**Work item:**
Extract every line of the entries below that contains the string "positive". Matching is case-sensitive.

**Exercise data:**
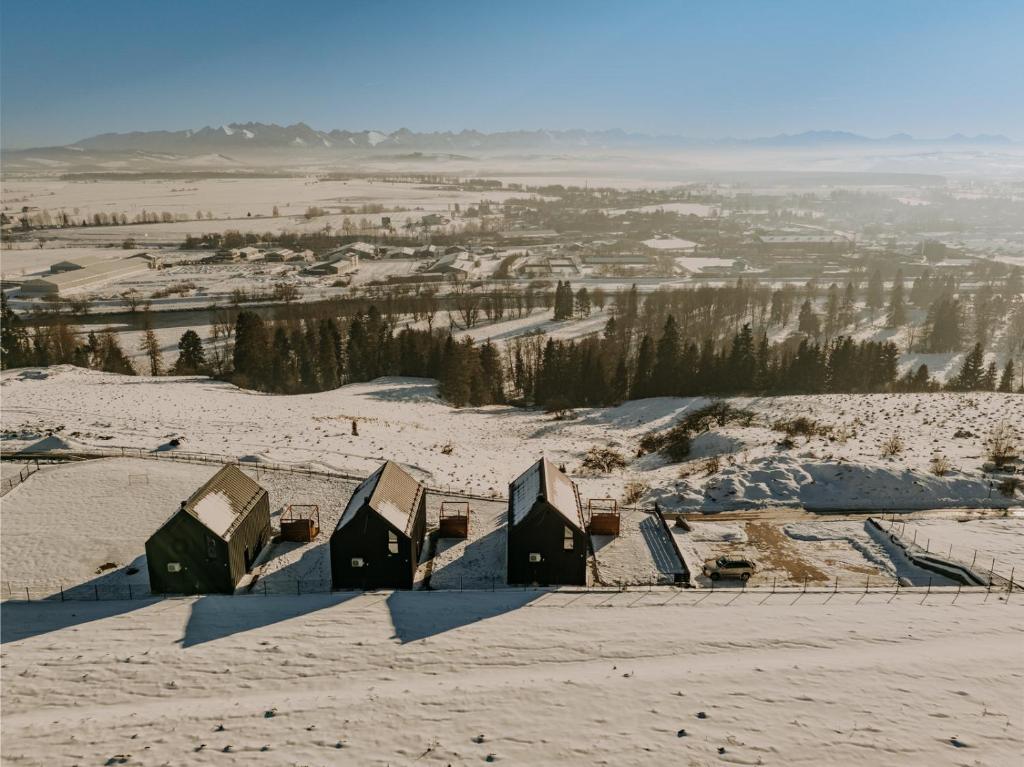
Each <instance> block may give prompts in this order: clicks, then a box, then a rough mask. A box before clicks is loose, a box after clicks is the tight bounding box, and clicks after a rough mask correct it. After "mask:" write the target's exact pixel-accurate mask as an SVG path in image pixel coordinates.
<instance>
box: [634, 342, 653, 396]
mask: <svg viewBox="0 0 1024 767" xmlns="http://www.w3.org/2000/svg"><path fill="white" fill-rule="evenodd" d="M653 390H654V342H653V341H652V340H651V338H650V336H649V335H647V334H644V337H643V338H642V339H641V340H640V348H639V349H638V351H637V360H636V369H635V373H634V376H633V389H632V391H631V392H630V397H631V398H632V399H643V398H644V397H649V396H653Z"/></svg>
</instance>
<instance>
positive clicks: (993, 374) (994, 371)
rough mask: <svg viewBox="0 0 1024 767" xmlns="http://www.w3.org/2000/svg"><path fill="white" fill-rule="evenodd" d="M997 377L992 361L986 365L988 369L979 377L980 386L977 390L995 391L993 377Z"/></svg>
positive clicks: (993, 364) (993, 378)
mask: <svg viewBox="0 0 1024 767" xmlns="http://www.w3.org/2000/svg"><path fill="white" fill-rule="evenodd" d="M997 375H998V371H997V369H996V367H995V360H994V359H993V360H992V361H991V363H989V364H988V368H986V369H985V373H984V375H983V376H982V377H981V382H980V384H981V385H980V386H979V387H978V388H980V389H982V390H983V391H995V377H996V376H997Z"/></svg>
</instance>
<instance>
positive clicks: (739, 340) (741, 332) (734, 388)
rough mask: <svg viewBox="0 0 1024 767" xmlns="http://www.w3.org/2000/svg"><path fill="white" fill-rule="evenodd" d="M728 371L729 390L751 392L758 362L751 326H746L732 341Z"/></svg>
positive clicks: (727, 361) (729, 357)
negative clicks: (755, 356) (754, 347)
mask: <svg viewBox="0 0 1024 767" xmlns="http://www.w3.org/2000/svg"><path fill="white" fill-rule="evenodd" d="M726 369H727V370H728V375H729V387H728V388H730V389H732V390H734V391H743V390H746V391H750V390H751V389H752V388H754V376H755V371H756V370H757V360H756V358H755V356H754V333H753V332H752V331H751V326H750V324H746V325H744V326H743V327H742V328H741V329H740V331H739V333H737V334H736V335H735V337H734V338H733V339H732V347H731V348H730V349H729V358H728V361H727V363H726Z"/></svg>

**Solution to this exercise:**
positive clicks: (993, 374) (994, 371)
positive clicks: (993, 364) (993, 378)
positive clicks: (739, 340) (741, 332) (734, 388)
positive clicks: (727, 361) (729, 357)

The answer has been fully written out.